WHAT YOU NEED TO DO — Apart from the pictures, the listing is to be returned exactly.
------------------------------------
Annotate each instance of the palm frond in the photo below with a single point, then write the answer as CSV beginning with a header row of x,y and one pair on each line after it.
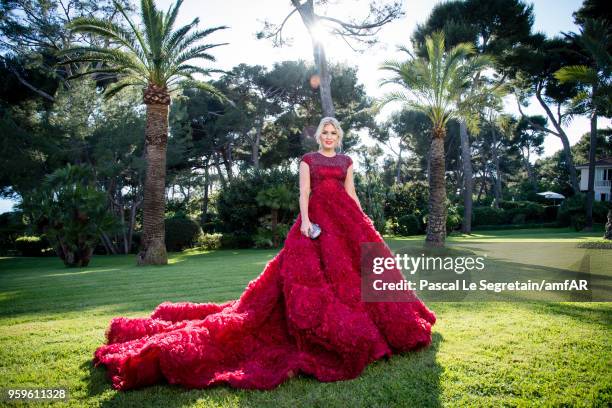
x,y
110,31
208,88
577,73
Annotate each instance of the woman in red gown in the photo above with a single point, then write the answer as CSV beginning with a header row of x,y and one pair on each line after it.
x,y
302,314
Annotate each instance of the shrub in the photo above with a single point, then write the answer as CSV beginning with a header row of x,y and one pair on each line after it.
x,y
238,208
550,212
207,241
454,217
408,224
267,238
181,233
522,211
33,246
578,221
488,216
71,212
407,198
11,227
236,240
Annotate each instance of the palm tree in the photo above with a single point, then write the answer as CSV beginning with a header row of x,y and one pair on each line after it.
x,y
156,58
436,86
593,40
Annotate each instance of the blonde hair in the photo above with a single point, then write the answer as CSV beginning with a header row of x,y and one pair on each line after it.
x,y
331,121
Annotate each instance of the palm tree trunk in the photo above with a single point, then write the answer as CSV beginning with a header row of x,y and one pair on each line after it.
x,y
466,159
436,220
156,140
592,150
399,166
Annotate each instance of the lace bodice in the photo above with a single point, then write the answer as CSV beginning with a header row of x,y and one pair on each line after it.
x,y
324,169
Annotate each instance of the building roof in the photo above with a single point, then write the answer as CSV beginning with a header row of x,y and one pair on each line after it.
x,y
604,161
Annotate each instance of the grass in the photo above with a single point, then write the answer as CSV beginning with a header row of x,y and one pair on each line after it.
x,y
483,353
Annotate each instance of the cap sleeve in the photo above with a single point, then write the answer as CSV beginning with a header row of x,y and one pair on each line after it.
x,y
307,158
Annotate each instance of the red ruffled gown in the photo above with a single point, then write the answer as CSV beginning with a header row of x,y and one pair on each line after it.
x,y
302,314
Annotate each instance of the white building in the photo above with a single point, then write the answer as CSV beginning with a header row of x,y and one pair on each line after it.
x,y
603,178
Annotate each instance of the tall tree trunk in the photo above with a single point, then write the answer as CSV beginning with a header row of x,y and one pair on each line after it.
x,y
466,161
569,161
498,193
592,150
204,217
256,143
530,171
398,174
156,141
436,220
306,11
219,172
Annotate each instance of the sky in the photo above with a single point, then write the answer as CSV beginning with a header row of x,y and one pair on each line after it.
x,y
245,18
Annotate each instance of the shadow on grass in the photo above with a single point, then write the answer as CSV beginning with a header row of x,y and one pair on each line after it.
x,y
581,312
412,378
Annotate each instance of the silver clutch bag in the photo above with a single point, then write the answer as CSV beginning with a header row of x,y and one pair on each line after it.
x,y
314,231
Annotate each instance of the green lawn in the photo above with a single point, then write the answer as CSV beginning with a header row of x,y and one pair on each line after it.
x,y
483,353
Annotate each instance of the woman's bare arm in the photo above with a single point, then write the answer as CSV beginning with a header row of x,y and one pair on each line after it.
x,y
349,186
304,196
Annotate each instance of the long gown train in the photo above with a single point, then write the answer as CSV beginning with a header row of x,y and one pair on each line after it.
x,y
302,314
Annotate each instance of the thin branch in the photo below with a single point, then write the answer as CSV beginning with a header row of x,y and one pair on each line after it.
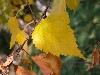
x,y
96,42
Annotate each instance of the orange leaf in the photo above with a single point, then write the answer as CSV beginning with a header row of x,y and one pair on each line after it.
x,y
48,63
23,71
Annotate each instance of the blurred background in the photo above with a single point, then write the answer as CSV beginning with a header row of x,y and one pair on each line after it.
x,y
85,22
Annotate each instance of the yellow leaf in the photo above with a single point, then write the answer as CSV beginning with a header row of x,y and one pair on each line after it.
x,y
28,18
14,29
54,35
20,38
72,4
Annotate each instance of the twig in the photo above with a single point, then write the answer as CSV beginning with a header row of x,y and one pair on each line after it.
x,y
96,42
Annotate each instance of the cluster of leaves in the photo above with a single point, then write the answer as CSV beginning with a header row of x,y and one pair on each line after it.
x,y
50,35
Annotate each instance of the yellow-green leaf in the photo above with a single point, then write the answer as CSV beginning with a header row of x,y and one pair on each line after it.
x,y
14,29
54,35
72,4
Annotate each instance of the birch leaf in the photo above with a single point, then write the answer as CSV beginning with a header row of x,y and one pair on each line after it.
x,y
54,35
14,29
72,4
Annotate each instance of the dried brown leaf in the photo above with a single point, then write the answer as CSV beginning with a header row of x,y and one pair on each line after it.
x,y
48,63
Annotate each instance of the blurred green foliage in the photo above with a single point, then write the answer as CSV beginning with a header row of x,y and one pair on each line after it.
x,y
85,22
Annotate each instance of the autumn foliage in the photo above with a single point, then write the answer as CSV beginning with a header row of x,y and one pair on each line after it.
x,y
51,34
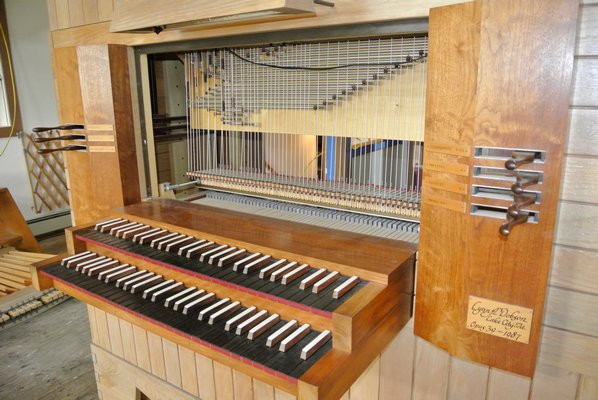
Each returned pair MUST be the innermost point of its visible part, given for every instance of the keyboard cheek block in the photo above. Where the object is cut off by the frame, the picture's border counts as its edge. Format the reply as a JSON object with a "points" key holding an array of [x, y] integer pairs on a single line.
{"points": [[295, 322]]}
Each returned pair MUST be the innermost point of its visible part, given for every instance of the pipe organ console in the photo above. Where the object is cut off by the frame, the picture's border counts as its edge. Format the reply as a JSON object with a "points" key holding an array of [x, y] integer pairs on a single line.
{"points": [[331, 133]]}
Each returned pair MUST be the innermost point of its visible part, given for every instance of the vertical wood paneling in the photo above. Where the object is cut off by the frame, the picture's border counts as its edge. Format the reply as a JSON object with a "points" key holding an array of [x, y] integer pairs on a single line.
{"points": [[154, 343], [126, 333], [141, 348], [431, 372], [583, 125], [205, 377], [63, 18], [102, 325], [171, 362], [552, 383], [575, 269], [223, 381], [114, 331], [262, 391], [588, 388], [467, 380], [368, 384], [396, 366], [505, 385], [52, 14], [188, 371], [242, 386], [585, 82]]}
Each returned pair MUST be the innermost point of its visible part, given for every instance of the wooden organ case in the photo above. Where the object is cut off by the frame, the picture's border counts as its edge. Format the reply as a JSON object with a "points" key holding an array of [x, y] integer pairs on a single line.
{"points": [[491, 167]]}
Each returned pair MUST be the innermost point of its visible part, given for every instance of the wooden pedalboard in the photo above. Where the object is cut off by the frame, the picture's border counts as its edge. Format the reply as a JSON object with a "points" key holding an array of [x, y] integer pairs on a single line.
------------------------------------
WORKED SOLUTION —
Annotate each instance of the palm frond in the photo below with a single point, then write the answer as CSV beginning with a header row of x,y and one pair on each line after it.
x,y
110,31
208,88
577,73
Annotate each instance of the woman in red gown in the photo above with a single point, then write the answer as CSV beginning with a header row of x,y and one pair on each line after it.
x,y
302,314
Annotate each instance of the shrub in the photo above with a single point, then write the answer as CSV beginning with a header row of x,y and one pair on each line after it.
x,y
238,208
550,212
207,241
454,217
408,224
267,238
181,233
522,211
33,246
578,221
488,216
71,212
407,198
11,227
236,240
Annotate each instance of the palm tree in the photo above with a single point, then write the answer as CSV beginning with a header row of x,y and one pair on each line after it.
x,y
156,58
436,86
593,40
Annotate each instance of the blonde hair in the photo above with a single point, then write the answer as CSV beginning with a header row of x,y and one pair on each line after it.
x,y
331,121
Annotate each instance of the palm tree trunk in the photo above with a single point, then write the answer as CSV beginning with a header row of x,y and one pair on each line after it.
x,y
466,159
436,220
156,140
592,150
399,166
Annotate each instance of the lace bodice in the photo above with a single point, then write the answer as CSV beginning with a header row of x,y and one pair on each line after it.
x,y
324,169
Annotate each instance of the building roof in the photo above with a single point, then write the answer as CSV beginning with a header row of x,y and one pair on each line after it.
x,y
604,161
Annotate each instance of the grass in the photo above with a single point, then write the answer as CSV beginning with a header row of x,y and one pair on each line after it.
x,y
483,353
Annotate each instance of the cap sleeve in the photo above with a single point, then write the answer as CSV beginning with a header row of x,y and one pair on each line after it.
x,y
307,158
Annotate each instance of the red ruffled gown in the photo above with a single point, then write the answer as CSV beginning with a header row of x,y and one pair on each line after it.
x,y
302,314
Annotate each instance of the white building in the photo above with a single point, then write the answer as CSV beginning with a header row of x,y and one pair on each line after it.
x,y
603,178
Annotate each instance of the tall tree trunk in the photo above with a single point, then write the answer as CSV beginning with a header row of x,y and one pair on each line after it.
x,y
466,161
569,161
498,193
592,150
204,217
256,143
530,171
398,174
156,141
436,220
306,11
219,172
Annotate each instance of the sky in the photo above with a single point, then write the answer as CSV beginning with a header row of x,y and one pair on each line after it.
x,y
245,18
Annotate each instance of the shadow on grass in the photo above with a single point, then write the answer as CSV beginning with a header row of x,y and one pair on each line after it.
x,y
581,312
412,378
Annotate each instance of the silver clutch bag in the photo above with a single point, then write the answer as CSV beginning with a header row of x,y and one pair on each line after it.
x,y
314,231
Annotate each instance of the green lawn in the photo above with a single point, then write the answer as CSV beginning with a header row of x,y and one pair on each line after it.
x,y
483,353
Annotate each instance of the woman's bare arm in the photo above with a single point, then write the answer as CSV beginning with a header row of x,y and one pair on each line after it.
x,y
349,186
304,196
Annotate each instance of the long gown train in the photo above with a single point, then write the answer as CSV beginning with a header row of x,y and one pair on each line after it.
x,y
302,314
Annotate each instance of the thin branch in the photo below with a single point, then write the answer as CSV beginning with a header row of x,y and one pair on each line after it.
x,y
96,42
Annotate each instance of the orange leaf in the photo above with a single point, then write the answer as CSV beginning with a header row of x,y and one pair on each line after it.
x,y
48,63
23,71
Annotate each instance of the blurred background in the photo above with a single point, then write the answer as CSV beginning with a header row of x,y and one pair on each line after it.
x,y
85,22
Annotate each instance of the yellow leaf in the photo above with a single point, then write the answer as CSV beginning with a header row of x,y and one pair on each line after it.
x,y
28,18
14,29
54,35
20,38
72,4
Annotate each instance of the twig in the photo above with a single point, then write the answer as CSV beginning with a header row of x,y and one pair on each line after it.
x,y
96,42
Annotate each instance of the cluster of leaves in the photo above with a single point, then write the answer as CSV beginning with a header row of x,y and one pair on each line after it.
x,y
50,35
Annotate each instance of the yellow-green leaf in the photo above with a single point, then write the answer as CSV beginning with a header row of x,y and one pair on each line after it.
x,y
14,29
54,35
72,4
Annotate each instance of the birch leaf in the photo above with a single point, then write the answer as CSV beginning with a header row of x,y and one pair on each line after it.
x,y
54,35
14,29
72,4
Annotate each instance of the dried brown leaf in the photo above with a single point, then write the answer as CSV beginning with a header row of x,y and one pair on each line after it.
x,y
48,63
Annotate each instance of the blurred green foliage in the photo above with a single point, then write the answer as CSV beginning with a header row of x,y and one pair on each line after it.
x,y
85,22
Annotate each instance of the autumn foliage in the photo above with a single point, then write the answer as CSV beginning with a header row of x,y and one pair on each line after it.
x,y
51,34
Each returned pair MUST be the innermost point of its visible part, given for every instance of the keyboard cheek block in the photo above. Where the object is cut off by the frame, the picture's border counts as its edge. Format the reply as a JSON object with a "points" key holding an array of [x, y] integer pairs on a single line.
{"points": [[295, 322]]}
Each returned pair MUST be the innermost point of its visible part, given for every instance of the pipe organ console in the photo above. Where the object is cut off by the frame, the picture's border counts as its edge. Format the reply as a JSON object with a "points" key holding an array of [x, y] integer pairs on a single line.
{"points": [[331, 133]]}
Each returned pair MUST be the innermost point of its visible part, given for every instance of the vertical wood paneling in the photo above. Where the object is cut off by the frame, the picture's border counts as its edge. Format the reply as a JSON object with a "points" key holding an array of [x, y] integer pairs on a single line.
{"points": [[154, 343], [126, 333], [141, 348], [431, 372], [583, 125], [205, 377], [63, 18], [102, 325], [171, 362], [552, 383], [575, 269], [223, 381], [114, 331], [262, 391], [588, 388], [467, 380], [368, 384], [396, 366], [505, 385], [52, 14], [188, 371], [242, 386], [585, 82]]}
Each returned pair MUST be the innermost point of its visible part, given for every instance of the wooden organ case in the photo above. Where the object is cut off by the frame, the picture's border counts as its edge. Format the reply as a JSON object with a "points" key holding an array of [x, y] integer pairs on a single line.
{"points": [[491, 167]]}
Each returned pair MUST be the innermost point of its visible part, given for every instance of the wooden pedalboard in the photo above. Where the object is cut off by the frame, the picture's border counts as its edge. Format the reply as a JSON object with a "points" key holding an array of [x, y] integer pairs on a single line.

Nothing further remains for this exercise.